→ **ページ抜粋**:
☆ ☆ ☆ ☆ ☆

映画「もしも建物が話せたら」
ファンタジックな邦題に惹かれる。
世界各国の有名な近代建築の建物をそれぞれ擬人化し、
建物自身が「なぜここに建てられたのか」「どんな思いが込められているのか」を
ナレーションし紹介するドキュメンタリースタイルの本作。
一般的なドキュメンタリーは第三者の視点での語りや、作った本人が語るといったパターンが多い中、
発想を転換させ、現実では言葉を発しない“建物”という人工的なものが語るという視点がまず面白い。
起こりえないことでありながら「私はここにある建物」と言われると、
お堅い専門家に語られるよりもどこか妙な説得力があった。
そのおかげか意外にも、すっと映画の世界に引き込まれる。

☆ ☆ ☆ ☆ ☆

→ **保存データ**:
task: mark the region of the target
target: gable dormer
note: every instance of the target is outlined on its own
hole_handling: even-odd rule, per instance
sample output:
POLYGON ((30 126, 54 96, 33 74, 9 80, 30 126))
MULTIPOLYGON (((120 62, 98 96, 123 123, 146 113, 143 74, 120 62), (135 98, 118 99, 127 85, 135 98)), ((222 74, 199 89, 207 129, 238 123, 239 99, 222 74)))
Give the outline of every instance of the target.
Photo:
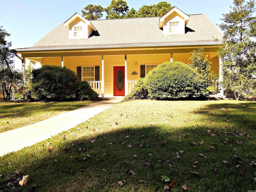
POLYGON ((163 29, 164 35, 185 34, 185 27, 190 16, 176 7, 161 17, 159 28, 163 29))
POLYGON ((68 29, 70 39, 87 38, 97 31, 92 23, 78 13, 64 22, 64 25, 68 29))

☆ ☆ ☆ ☆ ☆

→ **指示**:
上にある映画「もしも建物が話せたら」の紹介文のうち、「ファンタジックな邦題に惹かれる。」から「語るという視点がまず面白い。」までをすべて、一字も変えずに打ち直してください。

→ **解答**:
ファンタジックな邦題に惹かれる。
世界各国の有名な近代建築の建物をそれぞれ擬人化し、
建物自身が「なぜここに建てられたのか」「どんな思いが込められているのか」を
ナレーションし紹介するドキュメンタリースタイルの本作。
一般的なドキュメンタリーは第三者の視点での語りや、作った本人が語るといったパターンが多い中、
発想を転換させ、現実では言葉を発しない“建物”という人工的なものが語るという視点がまず面白い。